(Records for processing):
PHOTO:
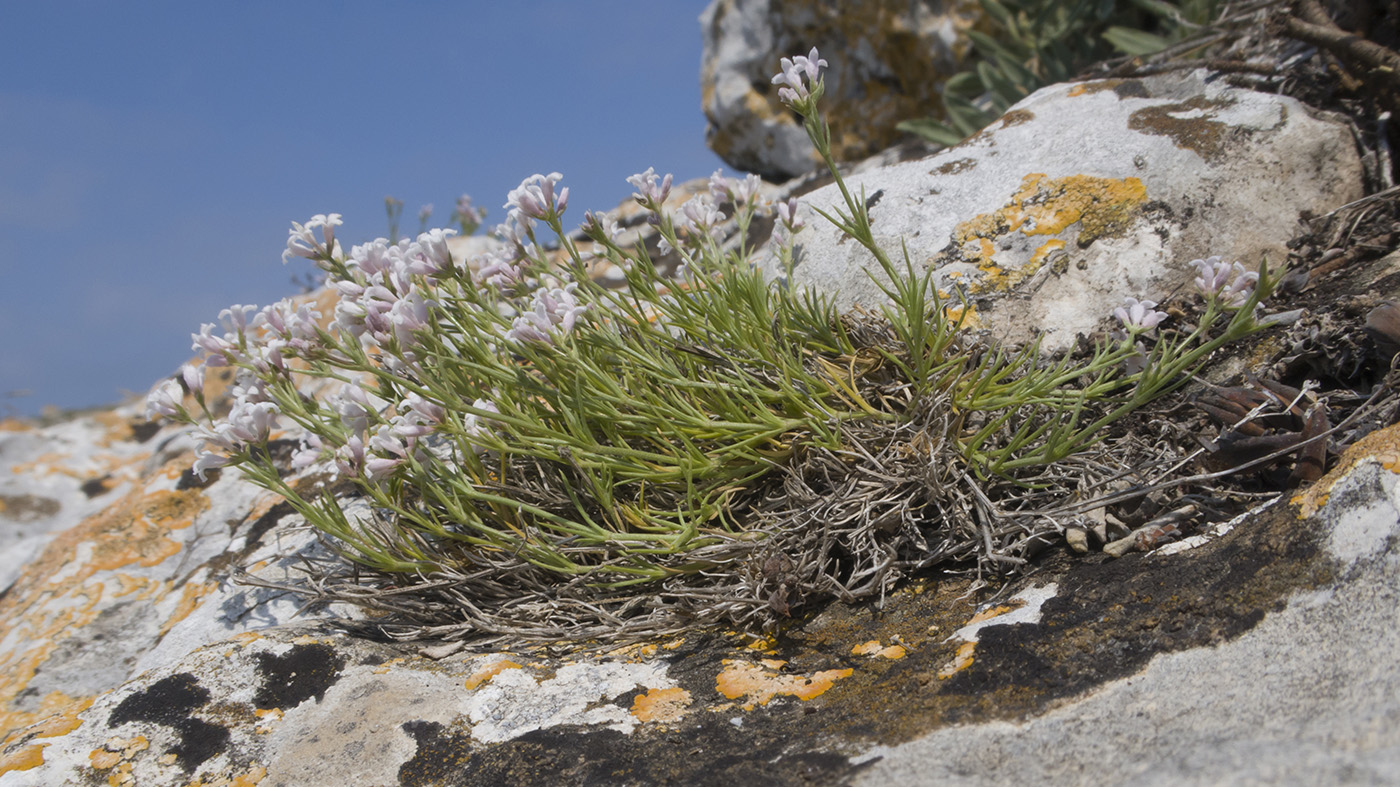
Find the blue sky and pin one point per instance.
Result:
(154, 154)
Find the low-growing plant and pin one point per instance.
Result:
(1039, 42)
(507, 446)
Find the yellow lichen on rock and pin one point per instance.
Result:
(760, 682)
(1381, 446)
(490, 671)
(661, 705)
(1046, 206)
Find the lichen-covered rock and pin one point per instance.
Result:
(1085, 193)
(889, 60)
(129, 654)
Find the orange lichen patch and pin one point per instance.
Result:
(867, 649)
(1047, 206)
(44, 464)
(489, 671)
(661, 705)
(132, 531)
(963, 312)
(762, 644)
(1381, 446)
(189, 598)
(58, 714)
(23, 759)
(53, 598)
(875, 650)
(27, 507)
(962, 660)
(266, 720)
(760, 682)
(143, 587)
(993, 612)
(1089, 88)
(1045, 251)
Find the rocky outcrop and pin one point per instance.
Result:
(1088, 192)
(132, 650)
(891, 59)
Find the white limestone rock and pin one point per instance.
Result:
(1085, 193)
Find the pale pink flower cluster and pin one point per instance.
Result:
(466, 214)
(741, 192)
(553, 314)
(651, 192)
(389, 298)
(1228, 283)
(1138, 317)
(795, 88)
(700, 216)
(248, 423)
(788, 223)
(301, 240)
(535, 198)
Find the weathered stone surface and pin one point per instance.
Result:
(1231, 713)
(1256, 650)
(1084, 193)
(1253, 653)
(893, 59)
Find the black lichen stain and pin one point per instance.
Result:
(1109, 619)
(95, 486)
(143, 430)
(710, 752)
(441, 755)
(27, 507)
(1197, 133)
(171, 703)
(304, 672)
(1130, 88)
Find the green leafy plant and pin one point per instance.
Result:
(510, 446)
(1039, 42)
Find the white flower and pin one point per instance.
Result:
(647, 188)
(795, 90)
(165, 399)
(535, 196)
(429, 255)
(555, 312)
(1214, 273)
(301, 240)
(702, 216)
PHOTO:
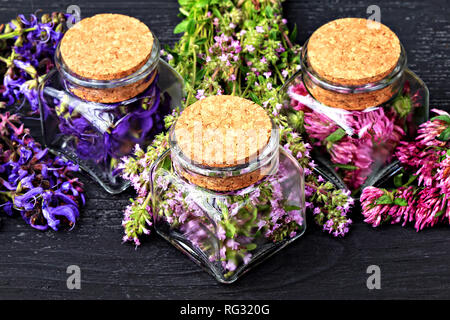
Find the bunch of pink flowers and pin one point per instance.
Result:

(Do this): Rewrite all the items above with every "Result" changed to "Answer" and nothing else altered, leaving out the pictures.

(Answer to the exercise):
PHOTO:
Find the blue sky and pin one point per instance.
Answer:
(154, 154)
Find the low-growing plant and pin one point per instance.
Answer:
(1039, 42)
(507, 446)
Find the yellow lichen on rock and pin one point per instance.
Answer:
(760, 682)
(1381, 446)
(490, 671)
(661, 705)
(1046, 206)
Find the lichen-covered rock and pin one point per instance.
Answer:
(1085, 193)
(889, 60)
(129, 654)
Find the orange lichen patch and pin one point per instance.
Answer:
(867, 649)
(1047, 206)
(44, 464)
(489, 671)
(661, 705)
(132, 531)
(963, 312)
(762, 644)
(1381, 446)
(189, 598)
(58, 714)
(23, 759)
(53, 598)
(875, 650)
(27, 507)
(962, 660)
(266, 720)
(760, 682)
(143, 587)
(993, 612)
(1089, 88)
(1045, 251)
Find the rocky outcrop and pin one point per instance.
Answer:
(1088, 192)
(132, 650)
(891, 59)
Find the white limestone rock and pin one point per instance.
Answer:
(1085, 193)
Find the pale pink flower cluster and pin one point per instance.
Answer:
(466, 214)
(741, 192)
(553, 314)
(651, 192)
(389, 298)
(1228, 283)
(1138, 317)
(795, 88)
(700, 216)
(248, 423)
(788, 223)
(301, 240)
(535, 198)
Find the weathered stone surface and pin one point per instance.
Answer:
(1231, 713)
(1256, 650)
(1084, 193)
(1253, 653)
(893, 59)
Find the black lichen stain and pin one point per instance.
Answer:
(1109, 619)
(95, 486)
(143, 430)
(710, 752)
(441, 755)
(27, 507)
(1197, 133)
(171, 703)
(304, 672)
(1130, 88)
Find the green leafy plant and pin one point per instance.
Answer:
(510, 446)
(1039, 42)
Find the white flower and pin one point per instance.
Answer:
(647, 188)
(795, 90)
(165, 399)
(535, 196)
(429, 255)
(555, 312)
(1214, 273)
(301, 240)
(702, 216)
PHOTO:
Find the bunch of pink flowers and pin one point per instance.
Answer:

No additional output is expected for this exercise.